### Problem requirements
Reproduce the material from its first line through the line with "MULTIPOLYGON (((88 119, 88", leaving every line as it is except that each coordinate gets shifted up by 3.

### Stored data
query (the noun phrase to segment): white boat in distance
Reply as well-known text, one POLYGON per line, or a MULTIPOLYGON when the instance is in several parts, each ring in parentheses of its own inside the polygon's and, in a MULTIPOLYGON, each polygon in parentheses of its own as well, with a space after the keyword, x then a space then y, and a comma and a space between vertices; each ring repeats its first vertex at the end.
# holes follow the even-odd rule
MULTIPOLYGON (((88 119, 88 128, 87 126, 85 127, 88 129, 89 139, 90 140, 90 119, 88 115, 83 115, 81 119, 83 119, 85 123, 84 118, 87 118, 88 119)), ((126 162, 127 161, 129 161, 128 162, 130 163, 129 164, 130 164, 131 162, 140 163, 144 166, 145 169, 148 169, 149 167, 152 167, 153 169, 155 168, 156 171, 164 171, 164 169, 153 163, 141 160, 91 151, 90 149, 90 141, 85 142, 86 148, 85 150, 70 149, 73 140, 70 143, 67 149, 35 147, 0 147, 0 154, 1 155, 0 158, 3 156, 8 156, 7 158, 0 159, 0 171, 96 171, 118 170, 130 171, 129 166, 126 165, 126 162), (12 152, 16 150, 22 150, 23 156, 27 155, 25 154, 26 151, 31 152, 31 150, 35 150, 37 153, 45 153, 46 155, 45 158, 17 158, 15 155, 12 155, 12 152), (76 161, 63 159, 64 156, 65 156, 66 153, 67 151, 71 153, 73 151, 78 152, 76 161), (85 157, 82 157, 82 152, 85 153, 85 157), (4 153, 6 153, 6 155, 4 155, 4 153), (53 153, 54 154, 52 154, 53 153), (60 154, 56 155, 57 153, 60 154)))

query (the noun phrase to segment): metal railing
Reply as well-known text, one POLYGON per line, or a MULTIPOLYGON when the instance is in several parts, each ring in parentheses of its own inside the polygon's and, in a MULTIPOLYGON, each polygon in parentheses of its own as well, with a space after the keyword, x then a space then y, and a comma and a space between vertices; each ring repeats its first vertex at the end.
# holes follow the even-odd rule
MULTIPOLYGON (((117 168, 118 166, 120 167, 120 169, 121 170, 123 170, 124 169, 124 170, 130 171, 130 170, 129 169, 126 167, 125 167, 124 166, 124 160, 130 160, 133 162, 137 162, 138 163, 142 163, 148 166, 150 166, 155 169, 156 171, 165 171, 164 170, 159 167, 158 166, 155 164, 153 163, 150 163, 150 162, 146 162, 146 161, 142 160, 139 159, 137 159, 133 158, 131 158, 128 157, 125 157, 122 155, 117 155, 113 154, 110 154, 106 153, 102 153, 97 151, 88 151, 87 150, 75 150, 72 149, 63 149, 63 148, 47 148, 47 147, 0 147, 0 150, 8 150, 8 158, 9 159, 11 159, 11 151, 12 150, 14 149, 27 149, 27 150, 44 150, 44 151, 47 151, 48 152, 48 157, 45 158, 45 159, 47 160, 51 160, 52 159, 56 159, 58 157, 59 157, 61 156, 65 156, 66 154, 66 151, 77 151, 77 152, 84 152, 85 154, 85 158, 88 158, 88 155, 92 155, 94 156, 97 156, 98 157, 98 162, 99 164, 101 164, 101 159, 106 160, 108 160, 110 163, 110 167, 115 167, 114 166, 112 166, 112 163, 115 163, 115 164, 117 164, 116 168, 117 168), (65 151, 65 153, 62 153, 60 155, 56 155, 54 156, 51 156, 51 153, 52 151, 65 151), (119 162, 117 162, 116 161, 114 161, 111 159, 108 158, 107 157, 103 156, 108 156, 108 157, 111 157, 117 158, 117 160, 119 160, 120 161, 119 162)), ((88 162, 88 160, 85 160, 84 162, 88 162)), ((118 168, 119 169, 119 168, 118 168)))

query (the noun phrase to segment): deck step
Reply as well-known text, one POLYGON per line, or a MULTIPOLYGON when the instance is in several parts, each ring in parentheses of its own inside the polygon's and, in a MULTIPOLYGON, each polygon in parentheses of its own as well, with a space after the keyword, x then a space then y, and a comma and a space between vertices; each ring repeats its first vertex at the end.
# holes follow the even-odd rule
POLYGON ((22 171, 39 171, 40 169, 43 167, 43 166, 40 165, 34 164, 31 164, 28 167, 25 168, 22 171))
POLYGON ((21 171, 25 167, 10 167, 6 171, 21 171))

### The solution
query (the noun phrase to segment): white boat in distance
Reply as well-known text, one POLYGON per line, or a MULTIPOLYGON when the instance is in several parts, each ring in parentheses of its own inside the polygon's and, in a MULTIPOLYGON, each polygon in parentheses of its own as well, with a space after the keyword, x then a space then y, and a comma and a space between vertices; each ring repeats its first vertex at the end.
# holes follow the even-odd rule
MULTIPOLYGON (((91 122, 91 131, 90 129, 88 130, 91 132, 92 142, 93 143, 93 122, 91 118, 86 118, 84 122, 86 122, 88 126, 87 121, 90 121, 91 122)), ((129 165, 130 164, 132 164, 131 165, 133 166, 132 167, 133 167, 134 165, 143 166, 147 169, 148 172, 151 172, 152 170, 155 170, 156 172, 158 171, 159 174, 167 174, 167 172, 156 166, 144 163, 94 154, 93 152, 93 144, 88 145, 89 151, 88 153, 73 152, 76 143, 73 146, 70 152, 38 150, 3 150, 3 157, 4 158, 3 161, 6 159, 11 159, 10 161, 3 162, 3 174, 99 174, 121 173, 133 174, 132 169, 129 168, 129 165), (15 155, 19 153, 25 153, 26 159, 30 158, 28 157, 29 154, 34 155, 34 153, 38 153, 40 156, 48 156, 49 158, 48 161, 20 161, 18 158, 15 158, 15 155), (79 164, 66 162, 67 159, 68 159, 69 156, 70 154, 74 156, 76 154, 81 155, 79 164), (88 160, 85 160, 85 155, 88 156, 88 160), (7 156, 9 156, 9 158, 7 158, 7 156), (56 156, 57 157, 55 157, 56 156), (63 157, 59 158, 60 156, 63 157)))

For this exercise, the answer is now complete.